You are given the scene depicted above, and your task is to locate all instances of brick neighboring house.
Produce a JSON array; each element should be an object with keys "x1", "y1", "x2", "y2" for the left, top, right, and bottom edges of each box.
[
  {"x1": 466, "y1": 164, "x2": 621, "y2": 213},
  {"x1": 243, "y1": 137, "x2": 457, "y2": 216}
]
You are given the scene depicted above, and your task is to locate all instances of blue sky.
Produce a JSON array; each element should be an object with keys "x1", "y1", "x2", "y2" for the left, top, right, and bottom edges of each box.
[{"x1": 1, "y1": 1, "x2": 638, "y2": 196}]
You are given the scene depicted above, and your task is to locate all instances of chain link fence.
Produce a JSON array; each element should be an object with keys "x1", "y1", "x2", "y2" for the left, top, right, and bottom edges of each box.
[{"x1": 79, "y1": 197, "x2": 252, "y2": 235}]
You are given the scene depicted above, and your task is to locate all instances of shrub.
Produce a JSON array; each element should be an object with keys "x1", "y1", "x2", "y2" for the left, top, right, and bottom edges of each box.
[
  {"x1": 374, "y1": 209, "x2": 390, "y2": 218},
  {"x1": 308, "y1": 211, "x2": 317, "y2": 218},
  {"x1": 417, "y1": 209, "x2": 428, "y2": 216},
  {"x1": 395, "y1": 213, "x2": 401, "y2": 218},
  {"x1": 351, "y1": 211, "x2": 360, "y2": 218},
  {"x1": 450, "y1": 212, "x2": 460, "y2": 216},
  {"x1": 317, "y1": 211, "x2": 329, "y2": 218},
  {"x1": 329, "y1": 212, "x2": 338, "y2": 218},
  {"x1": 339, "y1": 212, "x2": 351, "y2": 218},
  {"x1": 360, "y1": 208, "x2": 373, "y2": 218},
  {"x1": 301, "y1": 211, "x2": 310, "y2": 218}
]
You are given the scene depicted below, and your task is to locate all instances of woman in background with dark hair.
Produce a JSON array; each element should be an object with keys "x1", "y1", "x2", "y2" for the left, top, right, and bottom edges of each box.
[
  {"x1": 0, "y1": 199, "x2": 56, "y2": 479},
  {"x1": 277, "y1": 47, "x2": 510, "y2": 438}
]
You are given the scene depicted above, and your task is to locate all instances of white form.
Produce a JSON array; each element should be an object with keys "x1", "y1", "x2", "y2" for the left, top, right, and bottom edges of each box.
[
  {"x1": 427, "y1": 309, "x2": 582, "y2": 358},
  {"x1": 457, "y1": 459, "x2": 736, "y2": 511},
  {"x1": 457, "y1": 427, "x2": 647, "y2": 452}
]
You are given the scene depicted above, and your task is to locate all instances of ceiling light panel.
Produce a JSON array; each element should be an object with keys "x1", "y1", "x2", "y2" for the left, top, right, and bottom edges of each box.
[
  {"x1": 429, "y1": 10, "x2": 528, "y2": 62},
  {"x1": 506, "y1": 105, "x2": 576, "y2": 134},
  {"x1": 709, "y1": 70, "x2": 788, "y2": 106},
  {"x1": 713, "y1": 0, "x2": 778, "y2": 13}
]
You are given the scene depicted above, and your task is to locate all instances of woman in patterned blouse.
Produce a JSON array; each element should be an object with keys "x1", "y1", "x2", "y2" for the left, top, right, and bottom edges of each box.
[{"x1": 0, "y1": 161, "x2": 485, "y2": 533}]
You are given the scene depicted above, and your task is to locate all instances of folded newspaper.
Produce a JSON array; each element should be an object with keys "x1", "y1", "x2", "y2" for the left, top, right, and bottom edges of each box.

——

▶ WORK REQUEST
Every entry must be given again exactly as it reads.

▶ RESULT OF THIS TASK
You are given the scene depicted above, and your task is to locate all instances of brick neighboring house.
Produce a JSON array; each element should be an object with keys "x1", "y1", "x2", "y2" for the left, top, right, and bottom edges of each box.
[
  {"x1": 466, "y1": 164, "x2": 621, "y2": 213},
  {"x1": 243, "y1": 137, "x2": 457, "y2": 216}
]
You are given the scene depicted above, and your task is to locate all instances of blue sky.
Produce a JSON array; each element should be an object with keys "x1", "y1", "x2", "y2" for the left, top, right, and bottom edges of each box.
[{"x1": 1, "y1": 1, "x2": 638, "y2": 196}]
You are given the scene depicted above, and your task is to locate all instances of chain link fence.
Produce a JSON array; each element should be an object with keys "x1", "y1", "x2", "y2" for the left, top, right, and bottom edges of each box.
[{"x1": 79, "y1": 197, "x2": 252, "y2": 235}]
You are given the scene depicted above, and your task is to locate all instances of shrub.
Produce a JSON array; each element should be an object with keys "x1", "y1", "x2", "y2" for the left, top, right, and bottom edges of each box.
[
  {"x1": 374, "y1": 209, "x2": 390, "y2": 218},
  {"x1": 308, "y1": 211, "x2": 317, "y2": 218},
  {"x1": 417, "y1": 209, "x2": 428, "y2": 216},
  {"x1": 395, "y1": 213, "x2": 401, "y2": 218},
  {"x1": 351, "y1": 211, "x2": 360, "y2": 218},
  {"x1": 450, "y1": 212, "x2": 460, "y2": 216},
  {"x1": 317, "y1": 211, "x2": 329, "y2": 218},
  {"x1": 329, "y1": 212, "x2": 338, "y2": 218},
  {"x1": 339, "y1": 212, "x2": 351, "y2": 218},
  {"x1": 360, "y1": 208, "x2": 373, "y2": 218},
  {"x1": 301, "y1": 211, "x2": 310, "y2": 218}
]
You are given the scene depicted below, and your task is to locate all instances of woman in background with dark hair.
Produce a JSON array; each element should be an object with keys "x1", "y1", "x2", "y2" for the left, top, right, and bottom edges of each box.
[
  {"x1": 0, "y1": 199, "x2": 56, "y2": 479},
  {"x1": 277, "y1": 47, "x2": 510, "y2": 438}
]
You are given the scene depicted above, and your task is to locate all instances of white form.
Produce a JSON array; each element should be an object with keys "x1", "y1", "x2", "y2" for the left, top, right, and bottom edges of each box.
[
  {"x1": 427, "y1": 309, "x2": 582, "y2": 358},
  {"x1": 457, "y1": 459, "x2": 736, "y2": 511},
  {"x1": 457, "y1": 427, "x2": 647, "y2": 452}
]
You are given the scene depicted above, and your task is to locate all instances of ceiling light panel.
Produce a JSON array; each element should be an object with keys "x1", "y1", "x2", "y2" for the left, top, right, and bottom edges of each box.
[
  {"x1": 429, "y1": 10, "x2": 528, "y2": 62},
  {"x1": 506, "y1": 105, "x2": 576, "y2": 134},
  {"x1": 709, "y1": 70, "x2": 788, "y2": 106},
  {"x1": 713, "y1": 0, "x2": 778, "y2": 13}
]
You are given the scene depicted above, and your task is to locate all instances of woman in patterned blouse.
Produce a JSON array; each element should be an object with keys "x1", "y1", "x2", "y2" for the left, top, right, and bottom edges of each box.
[{"x1": 0, "y1": 161, "x2": 485, "y2": 533}]
You are given the scene depicted above, and your task is to locate all instances of folded newspaper.
Produce a JSON array; each element should be an object with keys "x1", "y1", "x2", "y2" for the left, top, right, and bottom edges of each box.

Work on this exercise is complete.